Extract, in full, each line from the entries below that contains the word "egret".

** START OF Data to process **

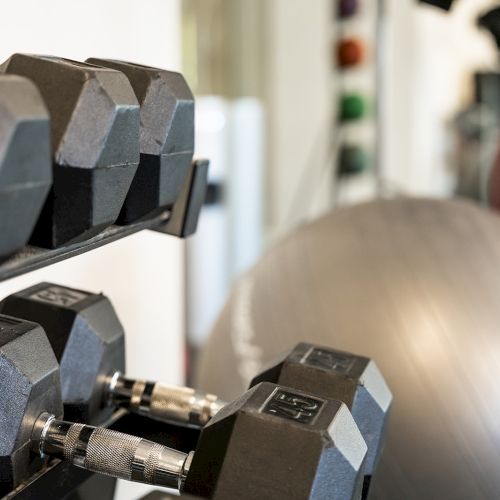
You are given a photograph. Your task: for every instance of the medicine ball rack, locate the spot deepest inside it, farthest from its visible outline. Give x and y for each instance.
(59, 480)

** END OF Data to process **
** START OF Data to process **

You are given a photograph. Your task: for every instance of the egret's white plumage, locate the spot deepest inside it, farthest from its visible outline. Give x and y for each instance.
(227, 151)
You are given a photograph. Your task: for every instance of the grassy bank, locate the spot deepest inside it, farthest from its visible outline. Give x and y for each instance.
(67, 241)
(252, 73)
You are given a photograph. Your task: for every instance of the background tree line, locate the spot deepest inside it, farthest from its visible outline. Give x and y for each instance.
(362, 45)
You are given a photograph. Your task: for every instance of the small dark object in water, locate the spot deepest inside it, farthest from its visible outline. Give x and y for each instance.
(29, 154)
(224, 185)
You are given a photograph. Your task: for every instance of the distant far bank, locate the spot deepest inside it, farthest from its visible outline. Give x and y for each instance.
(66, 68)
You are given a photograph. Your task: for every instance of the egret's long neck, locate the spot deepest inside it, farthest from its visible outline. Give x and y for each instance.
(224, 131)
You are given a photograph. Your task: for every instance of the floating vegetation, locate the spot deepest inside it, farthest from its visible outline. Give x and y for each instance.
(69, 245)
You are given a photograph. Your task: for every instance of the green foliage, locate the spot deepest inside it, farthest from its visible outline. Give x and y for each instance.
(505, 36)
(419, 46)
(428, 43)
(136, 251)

** END OF Data to process **

- [Task output]
You are given a photograph. Your task: for every instance of the egret's white plumage, locate the spot deepest inside it, farthest from its visible outline. Give x and y for each instance.
You are given a photograph. Your task: for every instance of the egret's long neck, locate the spot deepest inside it, farthest from its visible outline. Give x and y for each instance.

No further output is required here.